> Exercise a:
Which lines in the records below contain the string "road", matching case? Show each of those lines in full.

** Start of Extract provided **

I started with a fancy shell script called slimshim which is all-singing and all-dancing, and sets it all up for you automatically. Unfortunately, I found that some of the assumptions made did not hold. Also, it required bash, which is a rather heavy requirement on a little router!

Instead, I extracted the important parts from it, which were mostly the ebtables and iptables rules, and turned it into something a bit more comprehensible. The main pre-requisite to running the script is now to identify the MAC address and IP address of the victim device, and the upstream router. This can be done with a little tcpdump action, and the help of the -Q in option to tcpdump. This allows you to limit results to only packets coming in on a particular interface, so you can isolate the victim as the only machine generating inbound traffic on your LAN interface, which is how I prefer to wire them up. The upstream is then connected to the WAN interface.

Here is an example of collecting the pre-requisite data:

tcpdump -nneli eth0.1 -Q in ip | egrep -o "[^ ]+ > [^ ,]+"

The output will show across two lines per packet, firstly the MAC address of the victim, and the MAC address of the local device the victim is connecting to, and secondly, the IP address of the victim, and the IP address that the packet is destined to. Quite often, the MAC address is that of the router, and the IP address is some host on a different subnet, although this is not a given. If the victim is actively communicating with another host on the same subnet, this will not hold. I have not tried to automate this part of the process, as this was one of the problems I had with the SlimShim script – its “guess” function ended up in an endless loop.

** End of Extract provided **

> Exercise b:
Output, word for word, the part of the router setup notes above starting at "Instead, I extracted" and ending at "the WAN interface.".

** Start of Exercise inputs **

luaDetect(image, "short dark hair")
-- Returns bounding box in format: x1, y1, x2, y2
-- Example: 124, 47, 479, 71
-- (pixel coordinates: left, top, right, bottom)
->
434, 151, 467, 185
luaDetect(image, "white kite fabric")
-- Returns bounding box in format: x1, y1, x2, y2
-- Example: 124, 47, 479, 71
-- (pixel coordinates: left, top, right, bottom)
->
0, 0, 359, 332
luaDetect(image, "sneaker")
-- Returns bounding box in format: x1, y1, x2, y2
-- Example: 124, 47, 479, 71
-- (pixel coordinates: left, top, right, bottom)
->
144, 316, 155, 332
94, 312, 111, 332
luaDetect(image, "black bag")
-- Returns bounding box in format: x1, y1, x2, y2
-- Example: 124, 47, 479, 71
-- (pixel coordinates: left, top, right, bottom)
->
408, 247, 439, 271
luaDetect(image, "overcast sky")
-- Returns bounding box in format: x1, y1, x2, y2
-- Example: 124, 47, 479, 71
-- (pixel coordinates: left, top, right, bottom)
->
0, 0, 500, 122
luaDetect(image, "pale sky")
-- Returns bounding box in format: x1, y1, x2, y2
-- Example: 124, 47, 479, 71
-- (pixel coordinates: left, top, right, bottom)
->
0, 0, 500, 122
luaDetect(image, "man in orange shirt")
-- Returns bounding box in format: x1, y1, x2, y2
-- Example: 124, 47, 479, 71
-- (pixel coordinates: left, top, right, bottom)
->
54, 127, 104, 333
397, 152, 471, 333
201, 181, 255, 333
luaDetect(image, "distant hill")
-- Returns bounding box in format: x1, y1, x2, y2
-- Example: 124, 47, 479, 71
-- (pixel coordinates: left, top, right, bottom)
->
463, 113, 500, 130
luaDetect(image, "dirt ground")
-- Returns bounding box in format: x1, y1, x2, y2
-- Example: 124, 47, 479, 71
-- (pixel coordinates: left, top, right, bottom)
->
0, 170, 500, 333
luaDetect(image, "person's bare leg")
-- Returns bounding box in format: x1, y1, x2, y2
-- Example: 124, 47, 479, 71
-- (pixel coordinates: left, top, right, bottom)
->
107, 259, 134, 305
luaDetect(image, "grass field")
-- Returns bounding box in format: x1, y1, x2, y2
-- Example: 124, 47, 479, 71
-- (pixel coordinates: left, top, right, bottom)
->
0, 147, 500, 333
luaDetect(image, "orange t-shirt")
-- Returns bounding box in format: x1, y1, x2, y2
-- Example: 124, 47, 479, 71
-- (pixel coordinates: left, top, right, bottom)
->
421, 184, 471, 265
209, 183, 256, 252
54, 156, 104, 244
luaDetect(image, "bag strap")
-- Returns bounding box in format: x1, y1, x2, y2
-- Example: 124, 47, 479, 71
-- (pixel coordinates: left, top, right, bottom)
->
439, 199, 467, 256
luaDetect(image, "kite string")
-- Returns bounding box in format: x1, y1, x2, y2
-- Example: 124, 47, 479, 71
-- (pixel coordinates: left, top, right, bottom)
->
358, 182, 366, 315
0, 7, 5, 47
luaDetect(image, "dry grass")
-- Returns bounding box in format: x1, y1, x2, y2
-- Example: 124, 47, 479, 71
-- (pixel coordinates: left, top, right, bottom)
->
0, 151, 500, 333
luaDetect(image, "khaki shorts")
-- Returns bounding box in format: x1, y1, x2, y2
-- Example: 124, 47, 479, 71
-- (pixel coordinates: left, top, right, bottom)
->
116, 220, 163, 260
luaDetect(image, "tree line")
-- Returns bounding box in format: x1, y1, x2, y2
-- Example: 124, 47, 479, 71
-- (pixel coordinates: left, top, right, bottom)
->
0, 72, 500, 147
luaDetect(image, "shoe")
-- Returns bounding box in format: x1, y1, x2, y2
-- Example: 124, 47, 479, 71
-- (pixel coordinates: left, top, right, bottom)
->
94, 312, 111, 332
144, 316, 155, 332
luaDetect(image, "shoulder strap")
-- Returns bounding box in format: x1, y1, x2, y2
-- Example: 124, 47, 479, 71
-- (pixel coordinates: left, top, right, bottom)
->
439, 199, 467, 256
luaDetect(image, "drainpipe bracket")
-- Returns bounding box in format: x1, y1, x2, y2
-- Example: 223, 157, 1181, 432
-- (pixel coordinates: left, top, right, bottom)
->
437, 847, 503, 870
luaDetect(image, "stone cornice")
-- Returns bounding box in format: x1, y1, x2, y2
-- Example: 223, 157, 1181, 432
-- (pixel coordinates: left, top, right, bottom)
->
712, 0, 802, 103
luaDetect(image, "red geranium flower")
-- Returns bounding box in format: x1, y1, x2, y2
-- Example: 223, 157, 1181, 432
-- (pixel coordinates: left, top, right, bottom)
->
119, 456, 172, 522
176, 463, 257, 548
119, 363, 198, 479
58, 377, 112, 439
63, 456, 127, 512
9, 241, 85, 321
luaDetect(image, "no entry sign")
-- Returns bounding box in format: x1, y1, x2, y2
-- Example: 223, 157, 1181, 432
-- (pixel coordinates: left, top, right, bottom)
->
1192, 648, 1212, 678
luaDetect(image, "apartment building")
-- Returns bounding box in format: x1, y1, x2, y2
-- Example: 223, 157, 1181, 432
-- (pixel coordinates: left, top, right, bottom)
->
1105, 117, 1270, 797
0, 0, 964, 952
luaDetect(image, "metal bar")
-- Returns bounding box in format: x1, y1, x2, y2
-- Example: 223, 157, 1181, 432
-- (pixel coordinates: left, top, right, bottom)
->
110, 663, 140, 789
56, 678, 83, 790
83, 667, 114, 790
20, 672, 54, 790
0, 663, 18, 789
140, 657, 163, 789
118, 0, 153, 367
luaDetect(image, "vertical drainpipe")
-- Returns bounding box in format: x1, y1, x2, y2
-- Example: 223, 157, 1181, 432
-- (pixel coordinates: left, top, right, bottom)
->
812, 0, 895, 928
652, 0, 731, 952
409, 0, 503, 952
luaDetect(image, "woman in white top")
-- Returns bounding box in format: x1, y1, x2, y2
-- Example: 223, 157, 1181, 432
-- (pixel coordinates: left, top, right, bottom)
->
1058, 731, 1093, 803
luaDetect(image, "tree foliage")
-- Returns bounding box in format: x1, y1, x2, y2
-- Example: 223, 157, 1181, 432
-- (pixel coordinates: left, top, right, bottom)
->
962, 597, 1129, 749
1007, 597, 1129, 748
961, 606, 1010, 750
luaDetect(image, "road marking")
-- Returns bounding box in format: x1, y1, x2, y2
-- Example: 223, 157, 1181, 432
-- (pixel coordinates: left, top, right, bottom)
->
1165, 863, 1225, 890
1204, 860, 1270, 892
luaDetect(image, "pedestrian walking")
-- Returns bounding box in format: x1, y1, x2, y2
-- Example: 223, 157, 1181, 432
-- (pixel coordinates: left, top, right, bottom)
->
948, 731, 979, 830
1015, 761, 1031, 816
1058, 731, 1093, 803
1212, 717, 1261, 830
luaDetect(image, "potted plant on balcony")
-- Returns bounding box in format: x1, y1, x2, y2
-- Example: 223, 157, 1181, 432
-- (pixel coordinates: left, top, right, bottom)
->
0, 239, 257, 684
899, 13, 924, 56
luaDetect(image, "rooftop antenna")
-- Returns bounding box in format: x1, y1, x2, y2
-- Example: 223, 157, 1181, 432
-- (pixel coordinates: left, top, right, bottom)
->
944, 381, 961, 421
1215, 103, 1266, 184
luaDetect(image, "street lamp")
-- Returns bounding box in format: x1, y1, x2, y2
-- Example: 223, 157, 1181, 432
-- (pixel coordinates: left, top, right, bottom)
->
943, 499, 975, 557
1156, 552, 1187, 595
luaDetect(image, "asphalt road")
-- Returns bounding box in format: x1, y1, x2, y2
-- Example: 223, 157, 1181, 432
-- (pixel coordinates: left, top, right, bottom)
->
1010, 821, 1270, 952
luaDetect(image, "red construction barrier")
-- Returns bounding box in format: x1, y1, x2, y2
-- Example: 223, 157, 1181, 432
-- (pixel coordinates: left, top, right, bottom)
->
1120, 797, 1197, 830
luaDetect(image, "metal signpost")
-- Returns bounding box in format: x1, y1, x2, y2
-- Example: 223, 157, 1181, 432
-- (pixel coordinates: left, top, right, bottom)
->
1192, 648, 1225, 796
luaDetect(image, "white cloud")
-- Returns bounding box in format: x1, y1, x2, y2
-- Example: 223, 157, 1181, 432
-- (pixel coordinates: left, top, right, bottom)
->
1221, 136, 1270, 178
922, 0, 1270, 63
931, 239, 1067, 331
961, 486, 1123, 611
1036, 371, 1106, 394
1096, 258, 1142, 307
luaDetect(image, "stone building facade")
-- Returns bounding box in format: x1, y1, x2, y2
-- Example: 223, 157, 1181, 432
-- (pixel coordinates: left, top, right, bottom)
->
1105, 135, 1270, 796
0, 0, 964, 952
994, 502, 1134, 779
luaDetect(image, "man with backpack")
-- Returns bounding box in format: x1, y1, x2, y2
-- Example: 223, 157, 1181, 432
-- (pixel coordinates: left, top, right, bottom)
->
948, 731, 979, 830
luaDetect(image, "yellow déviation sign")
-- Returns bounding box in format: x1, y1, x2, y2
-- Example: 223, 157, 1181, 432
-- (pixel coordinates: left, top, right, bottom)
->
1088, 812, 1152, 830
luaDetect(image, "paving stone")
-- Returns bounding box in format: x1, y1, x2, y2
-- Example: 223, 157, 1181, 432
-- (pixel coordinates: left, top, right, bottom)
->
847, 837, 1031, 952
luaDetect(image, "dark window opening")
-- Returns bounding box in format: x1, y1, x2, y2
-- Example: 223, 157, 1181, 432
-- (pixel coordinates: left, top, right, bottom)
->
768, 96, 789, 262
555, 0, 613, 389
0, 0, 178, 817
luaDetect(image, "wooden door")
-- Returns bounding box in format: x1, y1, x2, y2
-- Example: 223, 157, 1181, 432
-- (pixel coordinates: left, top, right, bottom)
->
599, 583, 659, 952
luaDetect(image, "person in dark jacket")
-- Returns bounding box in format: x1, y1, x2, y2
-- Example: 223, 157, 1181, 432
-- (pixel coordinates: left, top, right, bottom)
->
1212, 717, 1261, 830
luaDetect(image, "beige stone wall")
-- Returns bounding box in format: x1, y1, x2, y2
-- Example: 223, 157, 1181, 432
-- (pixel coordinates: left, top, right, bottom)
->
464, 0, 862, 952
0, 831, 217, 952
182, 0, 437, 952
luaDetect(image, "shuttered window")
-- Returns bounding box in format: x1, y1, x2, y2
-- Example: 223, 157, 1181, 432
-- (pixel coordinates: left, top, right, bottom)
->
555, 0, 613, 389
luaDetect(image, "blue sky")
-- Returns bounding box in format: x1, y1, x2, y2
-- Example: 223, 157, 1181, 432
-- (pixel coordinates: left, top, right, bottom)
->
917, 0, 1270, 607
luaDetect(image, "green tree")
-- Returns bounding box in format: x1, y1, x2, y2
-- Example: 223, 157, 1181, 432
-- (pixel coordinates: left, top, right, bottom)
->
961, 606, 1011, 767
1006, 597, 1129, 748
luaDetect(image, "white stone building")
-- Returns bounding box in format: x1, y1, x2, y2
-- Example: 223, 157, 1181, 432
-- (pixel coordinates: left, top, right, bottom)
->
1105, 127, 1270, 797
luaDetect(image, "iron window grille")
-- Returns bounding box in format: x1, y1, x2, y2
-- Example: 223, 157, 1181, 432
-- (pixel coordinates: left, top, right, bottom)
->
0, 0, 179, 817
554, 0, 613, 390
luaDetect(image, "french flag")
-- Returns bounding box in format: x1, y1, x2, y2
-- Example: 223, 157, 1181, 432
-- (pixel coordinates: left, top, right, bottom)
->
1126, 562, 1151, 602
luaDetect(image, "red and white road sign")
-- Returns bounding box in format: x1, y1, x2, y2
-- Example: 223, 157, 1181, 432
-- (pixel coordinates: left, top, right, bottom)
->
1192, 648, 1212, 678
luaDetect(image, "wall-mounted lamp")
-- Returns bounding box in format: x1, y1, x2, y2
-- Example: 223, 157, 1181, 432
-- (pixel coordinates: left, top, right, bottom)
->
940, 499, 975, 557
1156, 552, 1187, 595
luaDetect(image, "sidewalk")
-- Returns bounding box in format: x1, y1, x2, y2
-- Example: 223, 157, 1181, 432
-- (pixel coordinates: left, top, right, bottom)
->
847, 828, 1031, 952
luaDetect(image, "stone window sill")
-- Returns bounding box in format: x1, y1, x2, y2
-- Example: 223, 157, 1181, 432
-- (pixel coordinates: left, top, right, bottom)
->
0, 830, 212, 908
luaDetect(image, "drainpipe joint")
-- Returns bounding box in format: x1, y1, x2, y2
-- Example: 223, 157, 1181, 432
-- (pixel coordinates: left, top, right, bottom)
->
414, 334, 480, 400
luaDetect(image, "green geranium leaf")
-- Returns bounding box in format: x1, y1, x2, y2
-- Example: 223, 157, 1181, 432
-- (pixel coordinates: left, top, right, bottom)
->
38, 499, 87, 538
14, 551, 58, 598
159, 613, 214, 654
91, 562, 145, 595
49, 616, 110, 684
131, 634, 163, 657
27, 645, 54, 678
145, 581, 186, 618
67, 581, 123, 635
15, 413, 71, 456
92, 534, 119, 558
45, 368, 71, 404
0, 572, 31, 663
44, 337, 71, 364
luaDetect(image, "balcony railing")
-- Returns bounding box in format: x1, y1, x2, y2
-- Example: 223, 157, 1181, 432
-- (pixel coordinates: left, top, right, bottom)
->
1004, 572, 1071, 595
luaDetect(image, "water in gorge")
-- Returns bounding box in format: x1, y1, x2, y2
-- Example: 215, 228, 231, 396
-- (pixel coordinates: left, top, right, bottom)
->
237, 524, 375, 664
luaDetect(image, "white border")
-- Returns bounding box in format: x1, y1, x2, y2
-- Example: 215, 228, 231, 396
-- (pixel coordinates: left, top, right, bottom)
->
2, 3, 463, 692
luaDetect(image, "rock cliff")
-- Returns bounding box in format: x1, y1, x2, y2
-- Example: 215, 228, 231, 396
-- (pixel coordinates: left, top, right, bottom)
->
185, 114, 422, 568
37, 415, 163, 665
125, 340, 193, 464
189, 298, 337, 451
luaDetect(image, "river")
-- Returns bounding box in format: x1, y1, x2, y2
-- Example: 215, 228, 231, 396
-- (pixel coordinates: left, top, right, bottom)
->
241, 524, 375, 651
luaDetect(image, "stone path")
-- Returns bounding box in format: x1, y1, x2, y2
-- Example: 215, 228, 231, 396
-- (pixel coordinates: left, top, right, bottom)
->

** End of Exercise inputs **

> Full response a:
luaDetect(image, "road marking")
luaDetect(image, "asphalt road")
luaDetect(image, "red and white road sign")

> Full response b:
Instead, I extracted the important parts from it, which were mostly the ebtables and iptables rules, and turned it into something a bit more comprehensible. The main pre-requisite to running the script is now to identify the MAC address and IP address of the victim device, and the upstream router. This can be done with a little tcpdump action, and the help of the -Q in option to tcpdump. This allows you to limit results to only packets coming in on a particular interface, so you can isolate the victim as the only machine generating inbound traffic on your LAN interface, which is how I prefer to wire them up. The upstream is then connected to the WAN interface.